▸ **INPUT RECORDS**:
______________________________
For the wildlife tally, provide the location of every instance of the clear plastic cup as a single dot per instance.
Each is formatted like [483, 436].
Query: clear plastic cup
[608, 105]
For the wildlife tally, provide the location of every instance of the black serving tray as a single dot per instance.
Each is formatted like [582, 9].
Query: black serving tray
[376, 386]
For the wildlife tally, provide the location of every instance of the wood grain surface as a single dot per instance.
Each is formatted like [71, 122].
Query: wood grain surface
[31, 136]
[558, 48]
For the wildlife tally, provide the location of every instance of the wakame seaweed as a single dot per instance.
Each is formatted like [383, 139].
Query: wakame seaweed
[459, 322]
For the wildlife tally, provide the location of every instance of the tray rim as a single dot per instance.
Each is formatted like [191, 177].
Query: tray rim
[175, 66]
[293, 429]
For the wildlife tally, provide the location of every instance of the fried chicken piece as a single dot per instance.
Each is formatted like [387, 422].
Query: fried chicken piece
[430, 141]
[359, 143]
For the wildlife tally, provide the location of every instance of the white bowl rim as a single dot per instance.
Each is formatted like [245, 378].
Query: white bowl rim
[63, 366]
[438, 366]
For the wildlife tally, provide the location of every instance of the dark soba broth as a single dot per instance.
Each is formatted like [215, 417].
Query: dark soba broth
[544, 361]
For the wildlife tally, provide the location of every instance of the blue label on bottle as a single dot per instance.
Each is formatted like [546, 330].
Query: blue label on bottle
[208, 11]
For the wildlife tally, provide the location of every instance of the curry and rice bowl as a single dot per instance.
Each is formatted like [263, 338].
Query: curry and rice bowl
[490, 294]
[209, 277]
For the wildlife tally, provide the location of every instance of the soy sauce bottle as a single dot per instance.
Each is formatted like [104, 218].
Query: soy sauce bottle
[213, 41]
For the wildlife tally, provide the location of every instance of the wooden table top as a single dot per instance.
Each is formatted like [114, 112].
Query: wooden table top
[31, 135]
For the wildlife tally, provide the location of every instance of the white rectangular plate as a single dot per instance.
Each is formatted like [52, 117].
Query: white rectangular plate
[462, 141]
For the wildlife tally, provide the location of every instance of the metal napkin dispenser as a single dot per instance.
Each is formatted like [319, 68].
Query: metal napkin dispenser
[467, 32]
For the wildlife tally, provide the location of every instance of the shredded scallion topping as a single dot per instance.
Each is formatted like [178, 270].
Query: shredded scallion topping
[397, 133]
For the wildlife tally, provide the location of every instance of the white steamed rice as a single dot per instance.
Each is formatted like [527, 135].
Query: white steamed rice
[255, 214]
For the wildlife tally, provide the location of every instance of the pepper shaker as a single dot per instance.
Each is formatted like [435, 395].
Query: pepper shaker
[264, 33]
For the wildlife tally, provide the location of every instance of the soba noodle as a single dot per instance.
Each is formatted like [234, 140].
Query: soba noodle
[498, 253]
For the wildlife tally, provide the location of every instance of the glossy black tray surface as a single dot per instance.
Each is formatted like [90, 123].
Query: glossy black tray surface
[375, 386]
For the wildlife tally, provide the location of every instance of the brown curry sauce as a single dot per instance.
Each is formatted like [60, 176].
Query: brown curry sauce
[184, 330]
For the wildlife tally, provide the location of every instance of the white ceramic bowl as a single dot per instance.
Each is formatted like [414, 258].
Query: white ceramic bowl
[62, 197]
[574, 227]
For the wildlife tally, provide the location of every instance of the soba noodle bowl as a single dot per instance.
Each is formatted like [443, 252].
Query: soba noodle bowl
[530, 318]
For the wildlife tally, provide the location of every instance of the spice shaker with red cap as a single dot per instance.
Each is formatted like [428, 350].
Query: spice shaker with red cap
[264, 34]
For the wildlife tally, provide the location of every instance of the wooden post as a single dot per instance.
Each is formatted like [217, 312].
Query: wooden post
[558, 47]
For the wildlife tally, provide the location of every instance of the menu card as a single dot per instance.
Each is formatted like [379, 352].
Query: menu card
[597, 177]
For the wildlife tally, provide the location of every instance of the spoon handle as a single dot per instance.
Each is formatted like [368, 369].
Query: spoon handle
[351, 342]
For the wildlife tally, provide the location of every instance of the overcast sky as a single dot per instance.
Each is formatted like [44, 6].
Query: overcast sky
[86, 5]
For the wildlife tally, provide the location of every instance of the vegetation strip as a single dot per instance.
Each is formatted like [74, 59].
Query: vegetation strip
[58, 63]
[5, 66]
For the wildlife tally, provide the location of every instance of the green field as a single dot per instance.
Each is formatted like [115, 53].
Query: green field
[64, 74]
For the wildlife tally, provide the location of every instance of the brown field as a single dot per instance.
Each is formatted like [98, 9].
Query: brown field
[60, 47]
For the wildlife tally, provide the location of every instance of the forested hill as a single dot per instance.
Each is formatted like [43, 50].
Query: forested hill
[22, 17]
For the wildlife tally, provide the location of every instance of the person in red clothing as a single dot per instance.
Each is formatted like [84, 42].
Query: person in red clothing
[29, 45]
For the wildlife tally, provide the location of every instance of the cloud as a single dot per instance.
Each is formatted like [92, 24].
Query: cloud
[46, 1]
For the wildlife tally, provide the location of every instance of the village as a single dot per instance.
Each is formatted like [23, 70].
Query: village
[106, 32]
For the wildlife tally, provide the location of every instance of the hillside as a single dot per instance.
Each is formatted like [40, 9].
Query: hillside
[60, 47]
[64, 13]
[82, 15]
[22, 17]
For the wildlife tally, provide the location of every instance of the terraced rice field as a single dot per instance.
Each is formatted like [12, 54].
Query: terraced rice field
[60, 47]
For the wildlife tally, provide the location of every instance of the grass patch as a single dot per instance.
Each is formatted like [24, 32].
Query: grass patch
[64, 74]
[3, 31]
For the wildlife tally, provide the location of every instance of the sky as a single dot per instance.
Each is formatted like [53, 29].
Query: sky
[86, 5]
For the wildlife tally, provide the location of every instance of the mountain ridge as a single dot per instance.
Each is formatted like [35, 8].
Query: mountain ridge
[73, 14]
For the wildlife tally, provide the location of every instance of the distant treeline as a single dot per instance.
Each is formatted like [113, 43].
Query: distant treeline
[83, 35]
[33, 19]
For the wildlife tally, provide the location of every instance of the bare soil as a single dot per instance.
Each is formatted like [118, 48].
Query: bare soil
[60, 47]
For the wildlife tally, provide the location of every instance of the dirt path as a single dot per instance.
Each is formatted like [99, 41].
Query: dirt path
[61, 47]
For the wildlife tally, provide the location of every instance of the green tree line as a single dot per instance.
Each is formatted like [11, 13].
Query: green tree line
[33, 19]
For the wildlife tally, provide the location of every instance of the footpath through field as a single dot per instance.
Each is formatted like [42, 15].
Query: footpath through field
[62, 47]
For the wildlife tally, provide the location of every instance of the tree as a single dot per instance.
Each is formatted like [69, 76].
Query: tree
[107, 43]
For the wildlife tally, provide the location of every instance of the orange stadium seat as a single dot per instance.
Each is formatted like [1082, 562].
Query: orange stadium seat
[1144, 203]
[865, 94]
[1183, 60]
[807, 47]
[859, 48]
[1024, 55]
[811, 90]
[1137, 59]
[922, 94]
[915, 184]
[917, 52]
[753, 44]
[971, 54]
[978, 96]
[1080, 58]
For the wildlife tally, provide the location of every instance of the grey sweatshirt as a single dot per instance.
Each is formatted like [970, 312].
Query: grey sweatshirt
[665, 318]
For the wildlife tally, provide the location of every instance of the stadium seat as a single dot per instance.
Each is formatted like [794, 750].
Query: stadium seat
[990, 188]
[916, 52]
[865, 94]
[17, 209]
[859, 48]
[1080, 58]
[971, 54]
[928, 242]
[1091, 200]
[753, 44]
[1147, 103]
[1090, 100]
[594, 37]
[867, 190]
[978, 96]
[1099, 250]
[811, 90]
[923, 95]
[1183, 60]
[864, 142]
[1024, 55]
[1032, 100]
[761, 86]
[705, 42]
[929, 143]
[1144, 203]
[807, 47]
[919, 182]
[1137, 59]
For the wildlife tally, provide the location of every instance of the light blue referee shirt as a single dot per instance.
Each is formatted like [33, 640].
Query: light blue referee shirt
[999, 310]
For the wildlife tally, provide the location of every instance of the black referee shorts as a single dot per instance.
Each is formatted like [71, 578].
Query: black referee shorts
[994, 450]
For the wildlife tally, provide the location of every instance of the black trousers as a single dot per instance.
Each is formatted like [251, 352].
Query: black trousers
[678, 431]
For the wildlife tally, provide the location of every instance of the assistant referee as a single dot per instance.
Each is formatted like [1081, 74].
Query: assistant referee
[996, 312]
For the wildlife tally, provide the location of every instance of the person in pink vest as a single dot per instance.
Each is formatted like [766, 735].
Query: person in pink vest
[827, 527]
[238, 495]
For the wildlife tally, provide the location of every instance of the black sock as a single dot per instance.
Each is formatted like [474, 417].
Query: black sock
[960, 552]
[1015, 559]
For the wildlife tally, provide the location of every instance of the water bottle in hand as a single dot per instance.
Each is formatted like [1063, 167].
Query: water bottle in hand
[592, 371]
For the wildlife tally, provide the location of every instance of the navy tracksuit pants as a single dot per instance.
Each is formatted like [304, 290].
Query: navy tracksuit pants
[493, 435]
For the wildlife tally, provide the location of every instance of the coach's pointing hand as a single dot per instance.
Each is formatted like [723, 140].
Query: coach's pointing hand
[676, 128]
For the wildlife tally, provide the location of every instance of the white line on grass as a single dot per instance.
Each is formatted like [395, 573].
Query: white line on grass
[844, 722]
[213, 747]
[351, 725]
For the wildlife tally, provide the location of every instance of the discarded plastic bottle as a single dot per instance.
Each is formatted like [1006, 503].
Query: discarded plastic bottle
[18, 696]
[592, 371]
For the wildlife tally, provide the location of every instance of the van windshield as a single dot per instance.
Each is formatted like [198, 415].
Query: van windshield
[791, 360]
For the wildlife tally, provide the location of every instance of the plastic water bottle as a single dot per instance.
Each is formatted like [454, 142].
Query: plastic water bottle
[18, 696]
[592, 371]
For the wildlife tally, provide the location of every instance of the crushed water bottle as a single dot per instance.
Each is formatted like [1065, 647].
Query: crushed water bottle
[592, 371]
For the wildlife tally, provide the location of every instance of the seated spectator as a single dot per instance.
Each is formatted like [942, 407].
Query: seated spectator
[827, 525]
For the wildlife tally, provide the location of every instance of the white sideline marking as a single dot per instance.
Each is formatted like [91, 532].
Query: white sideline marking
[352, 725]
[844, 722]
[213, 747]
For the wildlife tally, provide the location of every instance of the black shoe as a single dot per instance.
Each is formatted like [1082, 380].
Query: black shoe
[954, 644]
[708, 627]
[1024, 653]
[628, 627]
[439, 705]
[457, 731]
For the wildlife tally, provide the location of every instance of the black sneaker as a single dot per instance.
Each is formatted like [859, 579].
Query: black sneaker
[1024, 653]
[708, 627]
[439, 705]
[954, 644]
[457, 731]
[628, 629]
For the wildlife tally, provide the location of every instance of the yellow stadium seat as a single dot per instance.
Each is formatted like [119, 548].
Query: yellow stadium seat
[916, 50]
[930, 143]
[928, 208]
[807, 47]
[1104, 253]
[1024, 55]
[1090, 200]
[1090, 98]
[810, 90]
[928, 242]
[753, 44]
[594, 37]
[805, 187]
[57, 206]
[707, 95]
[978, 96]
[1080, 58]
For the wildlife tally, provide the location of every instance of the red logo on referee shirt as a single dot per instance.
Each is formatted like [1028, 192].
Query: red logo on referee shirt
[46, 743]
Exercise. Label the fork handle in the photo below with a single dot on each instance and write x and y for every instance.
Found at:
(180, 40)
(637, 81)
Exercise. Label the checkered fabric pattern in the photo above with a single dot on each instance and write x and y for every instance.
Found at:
______________________________
▸ **REQUIREMENT**: The lines above from the one containing "Query: brown field" through the one containing "Each is formatted like [92, 24]." are to be set down exactly, and no others.

▸ **RESULT OF THE TASK**:
Query: brown field
[60, 47]
For the wildlife tally, provide the location of every instance of the forested hill as a single dot per instance.
Each is formatted like [43, 50].
Query: forested hill
[22, 17]
For the wildlife tally, provide the location of every instance of the person in red clothing as a single dot per instance.
Each is formatted like [84, 42].
Query: person in red clothing
[29, 45]
For the wildlife tally, provide the location of every instance of the cloud as a single dot per instance.
Each is formatted like [92, 24].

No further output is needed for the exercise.